(Short exercise 1)
Reproduce verbatim everything in the satellite period problem from "The time period of" down to "for the exponents.".

Question

The time period of revolution of a satellite (\( T \)) around the earth depends on the radius of the circular orbit (\( R \)), mass of the earth (\( M \)) and universal gravitational constant (\( G \)). The expression for \( T \), using dimensional analysis, is (where \( K \) is a constant of proportionality):

• A. \( K \sqrt{\frac{R^2}{GM}} \)
• B. \( K \sqrt{\frac{R}{GM}} \)
• C. \( K \sqrt{\frac{R^3}{GM}} \)
• D. \( K \sqrt{\frac{R^3}{GM^2}} \)

Hint:

For solving dimensional analysis problems, equate the fundamental dimensions (M, L, T) on both sides of the equation and solve for the exponents.

Answer 1

The Correct Option is C

Step 1: Identifying the dependencies and dimensions
We are given that the time period \( T \) depends on the radius of orbit \( R \), the mass of the earth \( M \), and the gravitational constant \( G \). Mathematically, we assume: \[ T \propto R^a M^b G^c. \] Writing dimensions: \[ [T] = T, \quad [R] = L, \quad [M] = M, \quad [G] = M^{-1}L^3T^{-2}. \] Step 2: Equating dimensions
Since, \[ T = K R^a M^b G^c, \] taking dimensions on both sides: \[ [T] = [L]^a [M]^b [M^{-1} L^3 T^{-2}]^c. \] Expanding: \[ T = L^a M^b M^{-c} L^{3c} T^{-2c}. \] \[ = L^{a + 3c} M^{b - c} T^{-2c}. \] Step 3: Solving for exponents
Comparing powers of \( T \): \[ -2c = 1 \quad \Rightarrow \quad c = -\frac{1}{2}. \] Comparing powers of \( M \): \[ b - c = 0 \quad \Rightarrow \quad b = c = -\frac{1}{2}. \] Comparing powers of \( L \): \[ a + 3c = 0 \quad \Rightarrow \quad a = -3c = \frac{3}{2}. \] Step 4: Final expression
Thus, the expression for \( T \) is: \[ T = K \sqrt{\frac{R^3}{GM}}. \] Step 5: Conclusion
Thus, the correct answer is: \[ K \sqrt{\frac{R^3}{GM}}. \]

(Task inputs)
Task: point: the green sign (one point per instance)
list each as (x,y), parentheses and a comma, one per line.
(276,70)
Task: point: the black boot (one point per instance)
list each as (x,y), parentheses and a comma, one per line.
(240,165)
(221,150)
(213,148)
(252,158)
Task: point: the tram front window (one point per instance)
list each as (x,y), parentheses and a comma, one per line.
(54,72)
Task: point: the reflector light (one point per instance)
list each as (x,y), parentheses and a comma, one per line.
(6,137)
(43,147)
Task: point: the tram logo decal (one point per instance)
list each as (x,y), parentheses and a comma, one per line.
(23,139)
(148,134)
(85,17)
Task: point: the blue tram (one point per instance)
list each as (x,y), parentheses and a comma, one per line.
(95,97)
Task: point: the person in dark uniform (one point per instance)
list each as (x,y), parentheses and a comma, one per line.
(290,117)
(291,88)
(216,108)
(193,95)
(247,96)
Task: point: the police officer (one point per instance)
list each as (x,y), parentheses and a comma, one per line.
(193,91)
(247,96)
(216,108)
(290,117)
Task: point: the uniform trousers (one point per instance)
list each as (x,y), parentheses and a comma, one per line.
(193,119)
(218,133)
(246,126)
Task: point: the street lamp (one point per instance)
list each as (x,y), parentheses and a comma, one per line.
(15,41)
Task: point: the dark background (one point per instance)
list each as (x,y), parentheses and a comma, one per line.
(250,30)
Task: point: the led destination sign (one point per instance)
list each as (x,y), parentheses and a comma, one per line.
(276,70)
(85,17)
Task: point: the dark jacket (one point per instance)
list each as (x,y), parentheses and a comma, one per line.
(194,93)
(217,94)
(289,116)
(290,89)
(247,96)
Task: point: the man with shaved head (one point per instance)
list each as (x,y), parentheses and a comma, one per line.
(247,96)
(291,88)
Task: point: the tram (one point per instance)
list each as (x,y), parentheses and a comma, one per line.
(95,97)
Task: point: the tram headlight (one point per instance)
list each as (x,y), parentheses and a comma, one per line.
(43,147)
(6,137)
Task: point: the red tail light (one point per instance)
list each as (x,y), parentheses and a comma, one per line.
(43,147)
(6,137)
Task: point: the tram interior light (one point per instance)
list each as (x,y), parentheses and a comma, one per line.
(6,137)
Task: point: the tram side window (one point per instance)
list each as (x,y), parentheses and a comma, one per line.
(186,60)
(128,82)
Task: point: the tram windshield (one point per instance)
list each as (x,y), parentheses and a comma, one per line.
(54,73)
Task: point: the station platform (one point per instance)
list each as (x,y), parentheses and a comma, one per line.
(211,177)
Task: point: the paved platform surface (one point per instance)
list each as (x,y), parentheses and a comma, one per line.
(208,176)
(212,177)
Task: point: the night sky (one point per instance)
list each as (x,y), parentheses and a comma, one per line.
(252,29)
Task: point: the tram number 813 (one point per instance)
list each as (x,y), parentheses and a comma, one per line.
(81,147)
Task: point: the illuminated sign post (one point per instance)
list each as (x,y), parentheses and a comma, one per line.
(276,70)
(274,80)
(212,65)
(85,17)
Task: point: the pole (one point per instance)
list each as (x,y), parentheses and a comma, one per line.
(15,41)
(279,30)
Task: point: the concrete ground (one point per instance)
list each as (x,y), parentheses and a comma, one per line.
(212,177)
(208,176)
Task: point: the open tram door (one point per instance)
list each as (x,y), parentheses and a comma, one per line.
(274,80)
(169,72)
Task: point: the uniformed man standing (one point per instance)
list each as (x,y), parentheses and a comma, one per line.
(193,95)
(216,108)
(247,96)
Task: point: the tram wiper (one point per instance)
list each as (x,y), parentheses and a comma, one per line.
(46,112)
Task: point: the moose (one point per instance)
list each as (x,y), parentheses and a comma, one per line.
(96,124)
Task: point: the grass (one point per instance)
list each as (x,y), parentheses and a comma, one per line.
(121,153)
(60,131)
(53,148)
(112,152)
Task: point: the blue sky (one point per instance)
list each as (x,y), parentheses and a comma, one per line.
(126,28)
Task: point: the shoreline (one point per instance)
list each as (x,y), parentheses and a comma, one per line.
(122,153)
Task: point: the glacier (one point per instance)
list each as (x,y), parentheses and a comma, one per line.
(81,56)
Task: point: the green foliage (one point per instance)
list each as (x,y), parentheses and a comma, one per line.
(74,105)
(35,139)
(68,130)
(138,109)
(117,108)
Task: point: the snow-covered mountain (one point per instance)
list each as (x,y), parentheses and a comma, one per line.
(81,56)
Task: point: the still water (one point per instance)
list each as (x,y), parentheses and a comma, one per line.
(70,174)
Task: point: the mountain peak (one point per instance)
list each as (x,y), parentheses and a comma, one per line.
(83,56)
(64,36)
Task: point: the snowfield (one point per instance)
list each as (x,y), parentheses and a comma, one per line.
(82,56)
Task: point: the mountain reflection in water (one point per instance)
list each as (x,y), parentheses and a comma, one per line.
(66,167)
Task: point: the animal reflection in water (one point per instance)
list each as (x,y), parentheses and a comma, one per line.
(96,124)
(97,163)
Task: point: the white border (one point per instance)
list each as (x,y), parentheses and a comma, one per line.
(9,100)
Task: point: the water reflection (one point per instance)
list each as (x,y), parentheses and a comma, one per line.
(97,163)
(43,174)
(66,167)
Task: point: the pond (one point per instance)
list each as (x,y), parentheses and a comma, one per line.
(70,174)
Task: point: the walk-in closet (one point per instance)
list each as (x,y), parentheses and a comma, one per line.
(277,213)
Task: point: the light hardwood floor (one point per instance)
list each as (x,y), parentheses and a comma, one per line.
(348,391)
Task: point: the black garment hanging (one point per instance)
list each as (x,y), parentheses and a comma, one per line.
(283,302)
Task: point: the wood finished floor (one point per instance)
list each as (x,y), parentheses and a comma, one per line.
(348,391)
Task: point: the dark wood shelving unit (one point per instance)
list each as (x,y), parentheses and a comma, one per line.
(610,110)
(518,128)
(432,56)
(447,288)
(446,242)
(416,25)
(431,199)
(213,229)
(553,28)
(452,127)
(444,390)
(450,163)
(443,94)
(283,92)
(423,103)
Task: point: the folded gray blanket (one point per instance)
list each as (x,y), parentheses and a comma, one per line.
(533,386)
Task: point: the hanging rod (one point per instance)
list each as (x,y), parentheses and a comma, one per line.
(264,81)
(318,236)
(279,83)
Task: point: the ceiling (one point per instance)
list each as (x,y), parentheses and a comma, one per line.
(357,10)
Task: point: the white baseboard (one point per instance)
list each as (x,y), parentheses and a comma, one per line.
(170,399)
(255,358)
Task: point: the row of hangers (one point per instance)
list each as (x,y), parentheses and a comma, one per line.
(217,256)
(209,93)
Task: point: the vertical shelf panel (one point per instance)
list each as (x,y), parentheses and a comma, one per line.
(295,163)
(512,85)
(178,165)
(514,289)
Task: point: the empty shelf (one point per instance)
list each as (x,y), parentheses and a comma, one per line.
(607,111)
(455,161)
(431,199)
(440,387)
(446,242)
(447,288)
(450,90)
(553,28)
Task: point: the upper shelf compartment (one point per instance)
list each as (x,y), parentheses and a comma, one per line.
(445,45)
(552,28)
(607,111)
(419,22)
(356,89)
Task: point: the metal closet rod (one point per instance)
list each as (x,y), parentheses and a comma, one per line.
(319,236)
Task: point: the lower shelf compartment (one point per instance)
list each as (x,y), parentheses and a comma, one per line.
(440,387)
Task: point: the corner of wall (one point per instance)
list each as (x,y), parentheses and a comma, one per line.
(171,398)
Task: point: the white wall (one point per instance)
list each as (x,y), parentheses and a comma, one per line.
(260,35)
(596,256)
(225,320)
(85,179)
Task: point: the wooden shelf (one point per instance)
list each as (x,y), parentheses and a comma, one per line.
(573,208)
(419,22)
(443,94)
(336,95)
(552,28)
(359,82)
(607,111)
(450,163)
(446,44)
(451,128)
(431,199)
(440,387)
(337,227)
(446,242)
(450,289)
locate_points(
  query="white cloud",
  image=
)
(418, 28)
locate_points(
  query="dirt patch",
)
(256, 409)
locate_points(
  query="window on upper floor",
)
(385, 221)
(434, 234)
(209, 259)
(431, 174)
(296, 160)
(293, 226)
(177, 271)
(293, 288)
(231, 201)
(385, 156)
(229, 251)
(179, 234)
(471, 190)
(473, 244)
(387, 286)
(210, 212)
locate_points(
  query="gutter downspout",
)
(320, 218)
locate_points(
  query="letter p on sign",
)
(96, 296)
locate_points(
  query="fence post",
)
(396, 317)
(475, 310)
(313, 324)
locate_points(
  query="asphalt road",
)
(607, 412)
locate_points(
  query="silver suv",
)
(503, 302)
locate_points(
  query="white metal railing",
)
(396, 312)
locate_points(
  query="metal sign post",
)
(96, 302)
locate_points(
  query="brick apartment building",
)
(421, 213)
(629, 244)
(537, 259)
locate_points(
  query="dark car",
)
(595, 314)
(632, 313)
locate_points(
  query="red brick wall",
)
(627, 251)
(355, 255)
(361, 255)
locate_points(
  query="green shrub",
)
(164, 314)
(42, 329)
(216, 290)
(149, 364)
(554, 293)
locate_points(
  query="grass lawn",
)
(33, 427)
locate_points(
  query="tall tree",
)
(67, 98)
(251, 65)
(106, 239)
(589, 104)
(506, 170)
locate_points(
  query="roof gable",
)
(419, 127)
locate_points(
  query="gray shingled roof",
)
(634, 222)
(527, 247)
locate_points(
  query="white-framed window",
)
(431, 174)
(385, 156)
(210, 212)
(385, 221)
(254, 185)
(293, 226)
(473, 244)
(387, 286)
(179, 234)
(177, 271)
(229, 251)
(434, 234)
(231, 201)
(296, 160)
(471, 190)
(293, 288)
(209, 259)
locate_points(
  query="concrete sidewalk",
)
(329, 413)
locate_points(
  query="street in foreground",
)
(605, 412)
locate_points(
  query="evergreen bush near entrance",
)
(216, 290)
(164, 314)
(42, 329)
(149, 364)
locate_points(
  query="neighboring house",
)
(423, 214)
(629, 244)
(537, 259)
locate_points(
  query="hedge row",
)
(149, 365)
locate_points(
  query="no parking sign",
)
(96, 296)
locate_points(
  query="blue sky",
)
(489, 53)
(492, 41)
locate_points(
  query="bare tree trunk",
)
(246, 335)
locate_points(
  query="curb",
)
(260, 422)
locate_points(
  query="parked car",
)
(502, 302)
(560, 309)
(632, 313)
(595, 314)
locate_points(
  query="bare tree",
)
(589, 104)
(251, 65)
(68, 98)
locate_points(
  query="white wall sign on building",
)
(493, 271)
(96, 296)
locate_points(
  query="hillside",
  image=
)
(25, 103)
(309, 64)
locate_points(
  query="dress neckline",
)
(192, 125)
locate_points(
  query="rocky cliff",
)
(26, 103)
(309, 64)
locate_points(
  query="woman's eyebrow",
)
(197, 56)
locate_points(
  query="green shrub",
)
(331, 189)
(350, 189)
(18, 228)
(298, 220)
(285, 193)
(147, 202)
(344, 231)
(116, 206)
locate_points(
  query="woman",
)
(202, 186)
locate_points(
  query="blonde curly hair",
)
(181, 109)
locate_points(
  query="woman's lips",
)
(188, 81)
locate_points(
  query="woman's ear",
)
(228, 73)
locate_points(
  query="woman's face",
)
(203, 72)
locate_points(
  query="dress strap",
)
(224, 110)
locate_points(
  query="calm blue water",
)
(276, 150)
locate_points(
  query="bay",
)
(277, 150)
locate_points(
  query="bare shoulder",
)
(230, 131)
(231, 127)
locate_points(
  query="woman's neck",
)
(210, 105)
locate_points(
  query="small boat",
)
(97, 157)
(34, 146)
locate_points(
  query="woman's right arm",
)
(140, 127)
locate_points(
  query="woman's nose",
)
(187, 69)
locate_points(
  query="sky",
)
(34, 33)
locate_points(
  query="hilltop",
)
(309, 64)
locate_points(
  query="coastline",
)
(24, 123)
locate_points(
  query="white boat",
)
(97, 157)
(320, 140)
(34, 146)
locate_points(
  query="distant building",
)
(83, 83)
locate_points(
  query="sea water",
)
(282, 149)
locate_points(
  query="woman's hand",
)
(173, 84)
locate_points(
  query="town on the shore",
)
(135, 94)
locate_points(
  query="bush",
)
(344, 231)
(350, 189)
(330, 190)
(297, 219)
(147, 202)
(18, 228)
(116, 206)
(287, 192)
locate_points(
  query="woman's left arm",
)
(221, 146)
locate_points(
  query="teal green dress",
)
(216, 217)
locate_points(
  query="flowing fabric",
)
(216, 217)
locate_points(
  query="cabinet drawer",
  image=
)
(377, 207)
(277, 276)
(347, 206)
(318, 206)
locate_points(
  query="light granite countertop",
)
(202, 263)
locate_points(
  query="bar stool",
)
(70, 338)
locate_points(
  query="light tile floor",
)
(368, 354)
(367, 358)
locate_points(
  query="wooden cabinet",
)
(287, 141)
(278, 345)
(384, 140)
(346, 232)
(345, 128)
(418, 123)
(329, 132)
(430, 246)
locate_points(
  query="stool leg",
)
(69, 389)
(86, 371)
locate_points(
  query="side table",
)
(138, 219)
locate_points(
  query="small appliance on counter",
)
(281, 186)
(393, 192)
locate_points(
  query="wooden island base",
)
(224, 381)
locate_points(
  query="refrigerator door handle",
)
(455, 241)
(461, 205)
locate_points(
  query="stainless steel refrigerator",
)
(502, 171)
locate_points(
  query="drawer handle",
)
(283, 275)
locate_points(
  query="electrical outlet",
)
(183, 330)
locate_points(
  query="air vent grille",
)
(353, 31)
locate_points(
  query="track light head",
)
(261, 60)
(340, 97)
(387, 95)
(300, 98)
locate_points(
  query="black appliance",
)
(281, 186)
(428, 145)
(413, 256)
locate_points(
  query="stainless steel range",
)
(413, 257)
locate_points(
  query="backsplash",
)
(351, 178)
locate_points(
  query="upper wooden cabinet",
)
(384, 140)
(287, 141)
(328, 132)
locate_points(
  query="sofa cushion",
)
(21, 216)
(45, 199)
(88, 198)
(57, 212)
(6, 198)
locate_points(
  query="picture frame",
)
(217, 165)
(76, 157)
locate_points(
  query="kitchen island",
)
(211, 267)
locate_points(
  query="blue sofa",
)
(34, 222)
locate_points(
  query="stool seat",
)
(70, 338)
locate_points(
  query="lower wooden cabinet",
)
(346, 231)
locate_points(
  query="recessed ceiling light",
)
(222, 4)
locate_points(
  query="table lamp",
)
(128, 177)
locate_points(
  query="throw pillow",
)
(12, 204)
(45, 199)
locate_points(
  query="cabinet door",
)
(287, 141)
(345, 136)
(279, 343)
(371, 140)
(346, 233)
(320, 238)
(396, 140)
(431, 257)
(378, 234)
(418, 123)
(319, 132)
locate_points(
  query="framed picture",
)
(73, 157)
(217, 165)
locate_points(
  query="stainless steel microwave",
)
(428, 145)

(Short exercise 2)
Report every line of the records that contains the string "handle", matching case exactly.

(Solution 1)
The time period of revolution of a satellite (\( T \)) around the earth depends on the radius of the circular orbit (\( R \)), mass of the earth (\( M \)) and universal gravitational constant (\( G \)). The expression for \( T \), using dimensional analysis, is (where \( K \) is a constant of proportionality):

• A. \( K \sqrt{\frac{R^2}{GM}} \)
• B. \( K \sqrt{\frac{R}{GM}} \)
• C. \( K \sqrt{\frac{R^3}{GM}} \)
• D. \( K \sqrt{\frac{R^3}{GM^2}} \)

Hint:

For solving dimensional analysis problems, equate the fundamental dimensions (M, L, T) on both sides of the equation and solve for the exponents.

(Solution 2)
  query="refrigerator door handle",
  query="drawer handle",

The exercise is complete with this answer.